What to produce => Please copy the items below with "pendant light" renamed to "hanging lamp" and everything else left unchanged.

Entries supplied =>

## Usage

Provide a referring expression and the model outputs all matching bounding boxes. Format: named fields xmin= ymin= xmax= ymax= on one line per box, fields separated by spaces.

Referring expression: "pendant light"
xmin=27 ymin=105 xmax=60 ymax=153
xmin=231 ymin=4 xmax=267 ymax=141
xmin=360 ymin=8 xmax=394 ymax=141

Full output =>
## Usage

Provide a referring expression and the model outputs all matching bounding boxes. Format: named fields xmin= ymin= xmax= ymax= on one line per box, fields separated by spaces.

Referring expression: "hanging lamp"
xmin=27 ymin=105 xmax=60 ymax=153
xmin=231 ymin=4 xmax=267 ymax=141
xmin=360 ymin=8 xmax=394 ymax=141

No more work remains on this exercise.